(Items listed in a dataset)
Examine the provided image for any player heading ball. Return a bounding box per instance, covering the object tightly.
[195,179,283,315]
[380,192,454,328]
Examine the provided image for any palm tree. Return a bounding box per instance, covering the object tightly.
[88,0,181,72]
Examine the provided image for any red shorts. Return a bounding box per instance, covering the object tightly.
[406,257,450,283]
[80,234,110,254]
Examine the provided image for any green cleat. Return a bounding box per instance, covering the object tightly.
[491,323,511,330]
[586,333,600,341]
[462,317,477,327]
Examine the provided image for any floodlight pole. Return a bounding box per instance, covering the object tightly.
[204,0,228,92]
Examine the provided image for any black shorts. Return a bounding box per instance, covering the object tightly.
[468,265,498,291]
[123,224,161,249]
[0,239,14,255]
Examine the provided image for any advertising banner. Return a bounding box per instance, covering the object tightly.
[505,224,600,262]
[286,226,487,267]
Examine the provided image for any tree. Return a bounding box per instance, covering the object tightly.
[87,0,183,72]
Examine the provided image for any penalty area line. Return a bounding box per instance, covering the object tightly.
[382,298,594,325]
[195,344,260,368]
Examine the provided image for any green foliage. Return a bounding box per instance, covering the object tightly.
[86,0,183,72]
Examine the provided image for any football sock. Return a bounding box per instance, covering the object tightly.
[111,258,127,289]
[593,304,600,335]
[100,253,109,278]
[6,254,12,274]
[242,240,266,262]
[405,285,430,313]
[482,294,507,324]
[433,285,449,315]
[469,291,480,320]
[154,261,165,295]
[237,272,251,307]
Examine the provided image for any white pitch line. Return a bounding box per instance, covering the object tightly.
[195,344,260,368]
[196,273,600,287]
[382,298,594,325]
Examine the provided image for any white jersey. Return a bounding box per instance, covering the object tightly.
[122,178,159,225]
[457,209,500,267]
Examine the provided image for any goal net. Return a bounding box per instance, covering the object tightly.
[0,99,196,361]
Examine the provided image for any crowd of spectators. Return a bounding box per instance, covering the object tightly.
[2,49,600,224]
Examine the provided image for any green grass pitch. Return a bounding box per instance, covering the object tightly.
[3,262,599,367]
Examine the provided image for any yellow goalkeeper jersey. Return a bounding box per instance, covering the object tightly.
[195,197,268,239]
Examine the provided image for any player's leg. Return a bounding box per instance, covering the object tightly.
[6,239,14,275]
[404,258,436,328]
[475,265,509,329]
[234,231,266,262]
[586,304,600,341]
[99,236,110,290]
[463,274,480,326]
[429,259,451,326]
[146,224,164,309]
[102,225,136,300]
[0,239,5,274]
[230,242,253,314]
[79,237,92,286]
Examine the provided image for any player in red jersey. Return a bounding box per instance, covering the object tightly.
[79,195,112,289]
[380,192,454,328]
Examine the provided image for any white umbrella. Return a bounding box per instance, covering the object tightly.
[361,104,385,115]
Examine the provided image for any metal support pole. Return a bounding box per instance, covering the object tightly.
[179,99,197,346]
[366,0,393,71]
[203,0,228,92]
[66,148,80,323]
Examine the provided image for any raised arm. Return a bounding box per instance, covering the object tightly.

== Goal of the exercise ==
From the first line to the last, return the data exactly as written.

== Output below ==
Examine the provided image for any player heading ball. Return a bounding box per instance, covering the object tightly.
[195,179,283,315]
[380,192,454,328]
Examine the provided image for any palm tree. Return a bounding box per instance, covering the object tightly.
[88,0,181,72]
Examine the provided image for any red shorts. Return a bounding box per instance, covering the object tightly.
[406,257,450,283]
[80,234,110,254]
Examine the provided image for any green cleat. Return a bounding box per instance, covering the object tightly.
[491,323,511,330]
[586,333,600,341]
[462,317,477,327]
Examine the provided image for any floodlight pole. Return a bounding box per instance, covering the object tightly.
[204,0,228,92]
Examine the provided image for any black shorts. Return a bounding box per instance, covering the object tightly.
[468,265,498,291]
[123,224,161,249]
[0,239,14,255]
Examine the provided image for any advertising banner. Return a bounding box per instance, covering the object tightly.
[505,224,600,262]
[286,226,487,267]
Examine the provided image for any tree. Return a bounding box per instance, covering the object tightly.
[87,0,183,72]
Examine the provided image for any penalty area line. Return a bounding box per instance, covering the object tightly.
[382,298,594,325]
[195,344,260,368]
Examine the provided image for any green foliage. Return a bounding box per instance, covering the object tightly.
[86,0,183,72]
Examine the provided image for any football sock. Return a bounding box per instance, covering the object tightly.
[111,258,127,289]
[593,304,600,335]
[100,253,109,278]
[6,254,12,274]
[242,240,266,262]
[405,285,430,313]
[482,294,507,324]
[433,285,449,315]
[469,291,480,320]
[154,261,165,295]
[237,272,251,307]
Examine the provided image for any white pitch line. Return a bounding box per instance, covering the object tightly.
[195,344,260,368]
[196,273,600,287]
[382,298,594,325]
Examine the provided image for any white jersey. Return a bounding box per instance, covering the object tightly.
[122,178,159,225]
[457,209,500,267]
Examine the provided image for any goal net. Return a bounding box per instance, covering the object tightly.
[0,99,196,361]
Examine the provided image for any crowd of spectators. Return a bounding box per instance, covering the object tightly.
[2,49,600,224]
Examine the provided image for any green grass pitch. Return a bounding box per instance, covering the object tightly.
[3,262,599,367]
Examine the provided image for any yellow goalkeeper jersey. Return a bounding box per instance, covering the object tightly.
[195,197,268,239]
Examine the provided image for any player's leg. Return a bounding box per instance, covering the object tightly.
[6,239,14,275]
[404,258,436,328]
[475,265,509,329]
[234,231,266,262]
[586,304,600,341]
[99,236,110,290]
[463,274,480,326]
[429,259,451,326]
[146,224,164,309]
[102,225,136,300]
[0,239,5,274]
[230,242,253,314]
[79,237,92,286]
Examine the provided image for any player in red jersey. Return a bounding box per instance, covering the object tightly.
[79,195,112,289]
[380,192,454,328]
Examine the provided image for any white umbrella. Return a bounding box per instance, covering the object tightly.
[361,104,385,115]
Examine the provided image for any metal support pole. Return a bounding box per instance, covering the object tightly.
[179,99,197,346]
[366,0,393,71]
[203,0,228,92]
[66,148,80,323]
Examine the provided image for any raised arm. Return a bounding box per instance, covering the object tightly.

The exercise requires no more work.